— EXERCISE DESCRIPTION —
Each entry below is to be printed verbatim.

## Begin

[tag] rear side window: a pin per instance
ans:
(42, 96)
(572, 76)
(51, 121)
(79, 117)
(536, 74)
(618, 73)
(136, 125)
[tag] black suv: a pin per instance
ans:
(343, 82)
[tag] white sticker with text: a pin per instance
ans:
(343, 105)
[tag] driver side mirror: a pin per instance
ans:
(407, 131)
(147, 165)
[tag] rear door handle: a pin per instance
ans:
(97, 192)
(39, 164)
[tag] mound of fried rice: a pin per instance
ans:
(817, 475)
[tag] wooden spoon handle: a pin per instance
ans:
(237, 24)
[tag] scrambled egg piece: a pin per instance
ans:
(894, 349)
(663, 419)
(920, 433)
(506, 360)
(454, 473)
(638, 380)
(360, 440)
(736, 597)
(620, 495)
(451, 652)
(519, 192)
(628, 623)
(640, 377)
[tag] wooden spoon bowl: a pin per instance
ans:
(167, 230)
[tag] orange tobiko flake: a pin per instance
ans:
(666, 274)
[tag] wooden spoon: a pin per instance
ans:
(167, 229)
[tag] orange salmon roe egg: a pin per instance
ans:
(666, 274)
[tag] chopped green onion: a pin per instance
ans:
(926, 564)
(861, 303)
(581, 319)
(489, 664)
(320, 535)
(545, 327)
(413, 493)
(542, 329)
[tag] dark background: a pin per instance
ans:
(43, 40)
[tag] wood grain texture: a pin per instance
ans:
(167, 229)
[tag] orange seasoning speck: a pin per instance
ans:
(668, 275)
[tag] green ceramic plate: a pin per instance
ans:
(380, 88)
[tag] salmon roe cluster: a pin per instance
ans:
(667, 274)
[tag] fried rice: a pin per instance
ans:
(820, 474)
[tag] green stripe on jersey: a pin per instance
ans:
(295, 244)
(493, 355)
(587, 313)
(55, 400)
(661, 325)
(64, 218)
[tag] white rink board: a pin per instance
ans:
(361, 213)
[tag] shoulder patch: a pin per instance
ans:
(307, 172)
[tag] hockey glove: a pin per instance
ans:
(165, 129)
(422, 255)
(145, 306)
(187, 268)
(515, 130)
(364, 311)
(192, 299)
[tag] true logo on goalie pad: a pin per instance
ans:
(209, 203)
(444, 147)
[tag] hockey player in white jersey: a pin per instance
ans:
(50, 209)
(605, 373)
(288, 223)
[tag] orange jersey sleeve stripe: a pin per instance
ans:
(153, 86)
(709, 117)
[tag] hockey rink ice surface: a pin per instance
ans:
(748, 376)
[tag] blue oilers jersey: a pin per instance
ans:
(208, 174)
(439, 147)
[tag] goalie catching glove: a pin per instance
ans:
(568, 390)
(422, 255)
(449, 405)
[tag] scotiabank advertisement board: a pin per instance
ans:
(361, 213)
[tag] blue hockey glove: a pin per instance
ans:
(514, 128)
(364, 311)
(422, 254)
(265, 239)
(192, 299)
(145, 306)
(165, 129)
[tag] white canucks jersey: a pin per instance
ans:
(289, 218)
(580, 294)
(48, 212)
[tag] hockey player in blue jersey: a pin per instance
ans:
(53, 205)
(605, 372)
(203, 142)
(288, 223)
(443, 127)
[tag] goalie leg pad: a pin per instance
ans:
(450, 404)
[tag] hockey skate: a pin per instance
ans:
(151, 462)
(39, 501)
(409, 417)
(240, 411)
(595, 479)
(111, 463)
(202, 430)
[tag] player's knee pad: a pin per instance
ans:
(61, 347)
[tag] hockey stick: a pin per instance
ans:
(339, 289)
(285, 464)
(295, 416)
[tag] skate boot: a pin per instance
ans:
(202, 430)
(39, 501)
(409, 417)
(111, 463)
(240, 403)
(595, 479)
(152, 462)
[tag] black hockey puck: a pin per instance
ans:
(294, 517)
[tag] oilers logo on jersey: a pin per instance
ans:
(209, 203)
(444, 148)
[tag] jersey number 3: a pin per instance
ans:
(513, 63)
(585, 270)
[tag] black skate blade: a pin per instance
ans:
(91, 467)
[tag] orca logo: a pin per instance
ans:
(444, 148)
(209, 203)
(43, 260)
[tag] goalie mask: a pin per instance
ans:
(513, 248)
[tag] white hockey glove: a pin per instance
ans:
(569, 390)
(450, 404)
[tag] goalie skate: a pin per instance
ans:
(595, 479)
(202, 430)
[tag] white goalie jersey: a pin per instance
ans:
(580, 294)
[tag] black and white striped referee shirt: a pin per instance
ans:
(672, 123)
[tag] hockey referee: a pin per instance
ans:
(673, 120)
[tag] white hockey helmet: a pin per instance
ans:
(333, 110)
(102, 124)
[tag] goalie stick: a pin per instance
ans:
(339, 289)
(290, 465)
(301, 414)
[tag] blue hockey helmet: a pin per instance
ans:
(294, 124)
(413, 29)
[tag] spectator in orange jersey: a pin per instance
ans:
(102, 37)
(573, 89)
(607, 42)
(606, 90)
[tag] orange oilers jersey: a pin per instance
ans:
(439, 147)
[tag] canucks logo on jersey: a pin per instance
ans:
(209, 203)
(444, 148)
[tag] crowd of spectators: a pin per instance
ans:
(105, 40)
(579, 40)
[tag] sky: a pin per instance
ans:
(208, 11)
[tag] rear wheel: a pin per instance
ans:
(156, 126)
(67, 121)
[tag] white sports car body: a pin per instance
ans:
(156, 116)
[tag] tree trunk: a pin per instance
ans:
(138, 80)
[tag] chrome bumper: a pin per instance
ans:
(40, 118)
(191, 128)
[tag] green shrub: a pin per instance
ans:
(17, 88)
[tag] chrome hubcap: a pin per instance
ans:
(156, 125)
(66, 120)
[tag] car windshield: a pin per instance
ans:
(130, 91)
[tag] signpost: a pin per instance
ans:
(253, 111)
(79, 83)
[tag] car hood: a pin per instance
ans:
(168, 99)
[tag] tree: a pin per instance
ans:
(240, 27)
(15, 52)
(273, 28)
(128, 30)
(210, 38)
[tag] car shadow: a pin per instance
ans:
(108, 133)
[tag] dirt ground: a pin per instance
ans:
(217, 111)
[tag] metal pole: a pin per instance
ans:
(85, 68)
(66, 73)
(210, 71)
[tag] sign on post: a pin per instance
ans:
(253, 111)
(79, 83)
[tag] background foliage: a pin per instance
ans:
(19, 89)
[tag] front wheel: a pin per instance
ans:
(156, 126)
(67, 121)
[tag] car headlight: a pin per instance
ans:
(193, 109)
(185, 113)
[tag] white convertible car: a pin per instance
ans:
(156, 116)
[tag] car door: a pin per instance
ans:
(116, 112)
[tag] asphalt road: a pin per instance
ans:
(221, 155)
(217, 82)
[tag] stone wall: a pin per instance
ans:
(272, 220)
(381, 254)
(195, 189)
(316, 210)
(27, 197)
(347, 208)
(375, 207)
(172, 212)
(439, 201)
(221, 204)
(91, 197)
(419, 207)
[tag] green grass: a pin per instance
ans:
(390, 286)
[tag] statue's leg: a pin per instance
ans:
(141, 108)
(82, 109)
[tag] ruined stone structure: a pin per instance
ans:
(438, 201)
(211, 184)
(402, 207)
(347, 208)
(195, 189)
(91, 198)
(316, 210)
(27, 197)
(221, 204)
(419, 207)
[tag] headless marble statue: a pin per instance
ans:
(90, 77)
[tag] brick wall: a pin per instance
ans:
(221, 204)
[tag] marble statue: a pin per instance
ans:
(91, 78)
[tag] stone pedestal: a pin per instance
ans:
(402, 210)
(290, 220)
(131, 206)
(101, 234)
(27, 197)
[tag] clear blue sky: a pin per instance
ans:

## End

— CORRECT RESULT —
[tag] rear side window: a pin per instance
ans:
(42, 96)
(572, 76)
(51, 121)
(79, 117)
(536, 74)
(618, 73)
(136, 125)
[tag] black suv: a pin per instance
ans:
(343, 82)
[tag] white sticker with text: a pin per instance
ans:
(343, 105)
[tag] driver side mirror: a pin per instance
ans:
(407, 131)
(147, 165)
[tag] rear door handle: a pin per instance
ans:
(97, 192)
(39, 164)
[tag] mound of fried rice: a pin per instance
ans:
(817, 475)
[tag] wooden spoon handle: a pin per instance
ans:
(237, 24)
[tag] scrambled egg piece: a pin per instance
ans:
(894, 349)
(663, 419)
(920, 433)
(506, 360)
(454, 473)
(638, 380)
(360, 440)
(736, 597)
(620, 495)
(451, 652)
(519, 192)
(628, 623)
(640, 377)
[tag] wooden spoon bowl: a pin per instance
ans:
(167, 230)
[tag] orange tobiko flake: a pin per instance
ans:
(666, 274)
[tag] wooden spoon: a pin per instance
ans:
(167, 229)
[tag] orange salmon roe egg: a pin per instance
ans:
(666, 274)
[tag] chopped green onion: a pin per instance
ans:
(926, 564)
(861, 303)
(581, 319)
(489, 664)
(320, 535)
(545, 327)
(413, 493)
(542, 329)
[tag] dark background: a pin per instance
ans:
(43, 40)
[tag] wood grain texture: a pin per instance
ans:
(167, 229)
[tag] orange seasoning speck: a pin per instance
ans:
(668, 275)
[tag] green ceramic plate: a pin per instance
ans:
(380, 88)
[tag] salmon roe cluster: a pin per instance
ans:
(667, 274)
[tag] fried rice: a pin per instance
ans:
(820, 474)
[tag] green stripe on jersey: a pin per instance
ans:
(295, 244)
(493, 355)
(587, 313)
(55, 400)
(661, 325)
(64, 218)
[tag] white rink board: a pin per instance
ans:
(361, 213)
[tag] shoulder patch: a pin per instance
ans:
(307, 172)
[tag] hockey glove: a pin per instance
ans:
(165, 129)
(422, 255)
(145, 306)
(187, 268)
(515, 130)
(364, 311)
(192, 299)
[tag] true logo on goalie pad: a pin per instance
ans:
(209, 203)
(444, 147)
[tag] hockey player in white jersey: a pin per instance
ans:
(50, 209)
(605, 373)
(288, 223)
[tag] orange jersey sleeve stripe: a pin per instance
ans:
(153, 86)
(709, 117)
[tag] hockey rink ice surface: a pin per instance
ans:
(748, 376)
[tag] blue oilers jersey: a pin per instance
ans:
(208, 174)
(439, 147)
[tag] goalie catching glove: a pin per instance
ans:
(568, 390)
(422, 255)
(449, 405)
[tag] scotiabank advertisement board: a pin per instance
ans:
(361, 213)
[tag] blue hockey glove: a pin per instance
ans:
(514, 128)
(364, 311)
(422, 254)
(265, 239)
(192, 299)
(145, 306)
(165, 129)
[tag] white canucks jersey: a pin per instance
ans:
(289, 218)
(580, 294)
(48, 212)
[tag] hockey player in blue jersey: a pin per instance
ans:
(53, 205)
(605, 372)
(203, 142)
(288, 223)
(443, 127)
[tag] goalie leg pad: a pin per instance
ans:
(450, 404)
[tag] hockey skate: a pin per instance
ans:
(151, 462)
(39, 501)
(409, 417)
(240, 411)
(595, 479)
(111, 463)
(202, 430)
[tag] player's knee pad: a pin per instance
ans:
(61, 347)
[tag] hockey stick: a pin per instance
ans:
(339, 289)
(285, 464)
(295, 416)
[tag] skate boot: a pin per instance
ans:
(202, 430)
(39, 501)
(409, 417)
(111, 463)
(240, 403)
(595, 479)
(152, 462)
[tag] black hockey puck: a pin per instance
ans:
(294, 517)
[tag] oilers logo on jersey: a pin per instance
ans:
(209, 203)
(444, 148)
[tag] jersey number 3: a pin per instance
ans:
(513, 63)
(585, 270)
[tag] black skate blade: a pin per instance
ans:
(91, 467)
[tag] orca logo: a pin per instance
ans:
(444, 148)
(209, 203)
(43, 260)
[tag] goalie mask: a pin per instance
ans:
(513, 248)
[tag] white hockey glove: a pin per instance
ans:
(569, 390)
(450, 404)
[tag] goalie skate: a pin per instance
ans:
(595, 479)
(202, 430)
[tag] white goalie jersey: a pin per instance
ans:
(580, 294)
[tag] black and white striped referee shirt: a pin per instance
ans:
(672, 123)
[tag] hockey referee: a pin per instance
ans:
(673, 120)
[tag] white hockey helmet: a pin per instance
ans:
(333, 110)
(102, 124)
[tag] goalie stick: a pin per instance
ans:
(339, 289)
(290, 465)
(301, 414)
[tag] blue hockey helmet: a pin per instance
ans:
(294, 124)
(413, 29)
[tag] spectator in orange jersey: a pin per instance
ans:
(102, 37)
(573, 89)
(607, 42)
(606, 90)
[tag] orange oilers jersey: a pin per instance
ans:
(439, 147)
[tag] canucks logo on jersey: a pin per instance
ans:
(209, 203)
(444, 148)
[tag] crowd of spectators: a pin per instance
ans:
(105, 40)
(579, 40)
[tag] sky: a pin per instance
ans:
(208, 11)
[tag] rear wheel: a pin per instance
ans:
(156, 126)
(67, 121)
[tag] white sports car body: a pin per instance
ans:
(156, 116)
[tag] tree trunk: a pin per instance
ans:
(138, 80)
[tag] chrome bumper: a pin per instance
ans:
(40, 118)
(191, 128)
[tag] green shrub: a pin per instance
ans:
(17, 88)
[tag] chrome hubcap: a pin per instance
ans:
(156, 125)
(66, 120)
[tag] car windshield: a pin per instance
ans:
(130, 91)
[tag] signpost: a pin per instance
ans:
(253, 111)
(79, 83)
[tag] car hood: a pin per instance
ans:
(168, 99)
[tag] tree: a pin per instance
ans:
(240, 27)
(15, 52)
(273, 28)
(128, 30)
(210, 38)
[tag] car shadow: a pin per instance
ans:
(108, 133)
[tag] dirt ground: a pin per instance
ans:
(217, 111)
[tag] metal pole: a pin per instance
ans:
(85, 68)
(66, 73)
(210, 71)
[tag] sign on post: a pin per instance
ans:
(253, 111)
(79, 83)
[tag] background foliage: a pin per instance
ans:
(19, 89)
[tag] front wheel: a pin per instance
ans:
(156, 126)
(67, 121)
[tag] car headlight: a pin per instance
ans:
(193, 109)
(185, 113)
[tag] white convertible car: a pin per instance
ans:
(156, 116)
[tag] car door: a pin per instance
ans:
(116, 112)
[tag] asphalt road: a pin per instance
ans:
(221, 155)
(217, 82)
[tag] stone wall: a pin per instance
ans:
(272, 220)
(381, 254)
(195, 189)
(316, 210)
(27, 197)
(347, 208)
(375, 207)
(172, 212)
(439, 201)
(221, 204)
(91, 197)
(419, 207)
[tag] green grass: a pin per instance
ans:
(390, 286)
[tag] statue's leg: a pin per instance
ans:
(141, 108)
(82, 109)
[tag] ruined stone structure: a pin per instance
ans:
(438, 201)
(211, 184)
(402, 207)
(347, 208)
(195, 189)
(91, 198)
(316, 210)
(27, 197)
(221, 204)
(419, 207)
[tag] headless marble statue: a pin per instance
ans:
(90, 77)
[tag] brick wall: a pin per instance
ans:
(221, 204)
[tag] marble statue: a pin per instance
ans:
(91, 78)
[tag] stone pedestal: a pin per instance
ans:
(402, 210)
(290, 220)
(131, 206)
(101, 234)
(27, 197)
[tag] clear blue sky: a pin per instance
ans:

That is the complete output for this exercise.